**** Source material

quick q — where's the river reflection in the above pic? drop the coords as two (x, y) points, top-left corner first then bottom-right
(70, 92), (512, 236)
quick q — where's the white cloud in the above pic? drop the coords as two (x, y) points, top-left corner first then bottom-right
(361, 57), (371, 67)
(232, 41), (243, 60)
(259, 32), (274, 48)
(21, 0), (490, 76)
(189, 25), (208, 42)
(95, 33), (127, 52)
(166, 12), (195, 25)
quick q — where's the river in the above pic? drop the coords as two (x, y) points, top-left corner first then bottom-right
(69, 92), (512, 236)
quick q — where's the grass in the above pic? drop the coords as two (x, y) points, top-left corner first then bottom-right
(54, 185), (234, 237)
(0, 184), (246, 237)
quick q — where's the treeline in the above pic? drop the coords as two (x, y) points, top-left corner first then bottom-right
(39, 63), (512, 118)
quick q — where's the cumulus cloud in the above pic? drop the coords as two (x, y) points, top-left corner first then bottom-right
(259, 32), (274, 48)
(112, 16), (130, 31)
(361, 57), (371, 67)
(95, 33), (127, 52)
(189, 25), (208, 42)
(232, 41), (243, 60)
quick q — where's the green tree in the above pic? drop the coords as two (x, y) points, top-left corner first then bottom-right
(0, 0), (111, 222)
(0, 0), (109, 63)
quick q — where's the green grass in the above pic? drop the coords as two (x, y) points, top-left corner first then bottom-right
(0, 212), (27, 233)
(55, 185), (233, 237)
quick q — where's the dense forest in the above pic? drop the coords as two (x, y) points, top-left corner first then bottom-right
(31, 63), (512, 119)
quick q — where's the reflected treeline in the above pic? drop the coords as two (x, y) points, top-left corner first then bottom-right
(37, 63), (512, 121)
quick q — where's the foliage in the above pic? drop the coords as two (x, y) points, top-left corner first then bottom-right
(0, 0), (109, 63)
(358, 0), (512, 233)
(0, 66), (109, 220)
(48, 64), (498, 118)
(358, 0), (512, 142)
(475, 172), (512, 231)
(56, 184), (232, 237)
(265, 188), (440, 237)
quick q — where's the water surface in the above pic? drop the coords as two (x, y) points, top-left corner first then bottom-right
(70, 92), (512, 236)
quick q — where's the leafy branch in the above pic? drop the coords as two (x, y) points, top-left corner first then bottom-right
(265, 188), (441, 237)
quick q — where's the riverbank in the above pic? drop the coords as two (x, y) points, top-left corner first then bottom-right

********
**** Source material

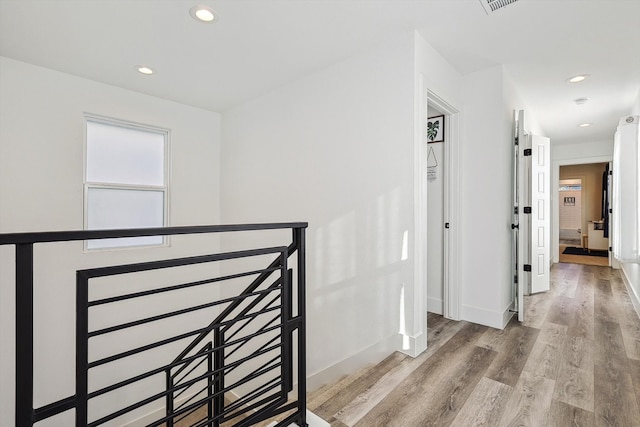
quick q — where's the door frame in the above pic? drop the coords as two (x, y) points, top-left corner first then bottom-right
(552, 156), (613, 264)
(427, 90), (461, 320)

********
**** Source material

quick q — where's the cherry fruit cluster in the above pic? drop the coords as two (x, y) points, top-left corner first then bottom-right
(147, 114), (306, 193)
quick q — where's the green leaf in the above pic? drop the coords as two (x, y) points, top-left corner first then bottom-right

********

# Aim of the exercise
Beginning with the line above that contains "quick q — where's the leafy", copy each line exactly up to and including the line that contains "quick q — where's the riverbank", and go no further.

# Solution to the problem
quick q — where's the leafy branch in the above pic? drop the coords as two (x, y) points, top-left corner first then bottom-right
(265, 188), (441, 237)
quick q — where's the riverbank in the above pic? drop the coords as two (x, y) points, top-left corner first then bottom-right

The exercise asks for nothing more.